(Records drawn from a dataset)
________________________

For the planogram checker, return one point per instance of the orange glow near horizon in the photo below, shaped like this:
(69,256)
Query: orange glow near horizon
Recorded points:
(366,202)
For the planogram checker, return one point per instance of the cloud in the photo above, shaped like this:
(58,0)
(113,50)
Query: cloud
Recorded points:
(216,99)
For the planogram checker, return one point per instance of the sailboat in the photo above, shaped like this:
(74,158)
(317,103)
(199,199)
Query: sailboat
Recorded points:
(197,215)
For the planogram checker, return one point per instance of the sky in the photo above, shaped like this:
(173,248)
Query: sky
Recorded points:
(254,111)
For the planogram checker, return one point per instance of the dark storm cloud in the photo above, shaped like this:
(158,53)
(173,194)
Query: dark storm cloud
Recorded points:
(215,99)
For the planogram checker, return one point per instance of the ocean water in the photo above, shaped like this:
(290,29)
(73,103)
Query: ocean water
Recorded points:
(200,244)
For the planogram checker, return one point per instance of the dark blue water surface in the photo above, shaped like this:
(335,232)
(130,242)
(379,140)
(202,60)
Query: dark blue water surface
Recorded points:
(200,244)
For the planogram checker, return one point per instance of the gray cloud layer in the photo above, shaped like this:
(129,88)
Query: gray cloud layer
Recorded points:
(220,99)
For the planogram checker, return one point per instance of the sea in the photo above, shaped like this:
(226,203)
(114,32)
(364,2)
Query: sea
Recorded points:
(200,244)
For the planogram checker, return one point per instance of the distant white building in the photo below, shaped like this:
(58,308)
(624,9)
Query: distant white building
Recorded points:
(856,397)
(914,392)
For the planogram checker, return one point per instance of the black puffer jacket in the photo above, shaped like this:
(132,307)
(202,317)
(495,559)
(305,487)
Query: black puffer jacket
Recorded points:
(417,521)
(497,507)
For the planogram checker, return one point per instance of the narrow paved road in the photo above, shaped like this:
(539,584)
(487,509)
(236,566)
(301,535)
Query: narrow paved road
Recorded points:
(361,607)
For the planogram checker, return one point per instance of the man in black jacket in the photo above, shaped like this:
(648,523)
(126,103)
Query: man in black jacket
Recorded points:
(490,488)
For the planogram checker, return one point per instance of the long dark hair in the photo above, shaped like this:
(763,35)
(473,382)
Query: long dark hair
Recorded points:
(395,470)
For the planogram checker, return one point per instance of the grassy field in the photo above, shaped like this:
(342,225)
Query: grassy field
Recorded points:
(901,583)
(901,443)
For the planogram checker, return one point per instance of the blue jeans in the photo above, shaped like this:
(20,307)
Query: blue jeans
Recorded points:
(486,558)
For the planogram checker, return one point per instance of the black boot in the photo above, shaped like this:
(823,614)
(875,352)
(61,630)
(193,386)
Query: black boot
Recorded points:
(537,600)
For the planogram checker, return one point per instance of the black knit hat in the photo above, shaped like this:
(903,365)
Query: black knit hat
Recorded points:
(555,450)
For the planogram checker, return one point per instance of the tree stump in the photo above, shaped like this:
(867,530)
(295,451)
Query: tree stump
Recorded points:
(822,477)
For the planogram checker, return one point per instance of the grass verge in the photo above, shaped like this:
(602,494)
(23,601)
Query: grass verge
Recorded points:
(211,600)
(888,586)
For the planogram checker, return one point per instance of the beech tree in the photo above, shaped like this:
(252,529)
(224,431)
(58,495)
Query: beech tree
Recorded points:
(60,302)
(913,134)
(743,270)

________________________

> **What is required**: Check each line of the data above, and please copy the ones in which the string "white" occurs.

> **Solved exercise**:
For the planogram checker, return one point per instance of the distant white building in the photo below, shaped like this:
Query: distant white building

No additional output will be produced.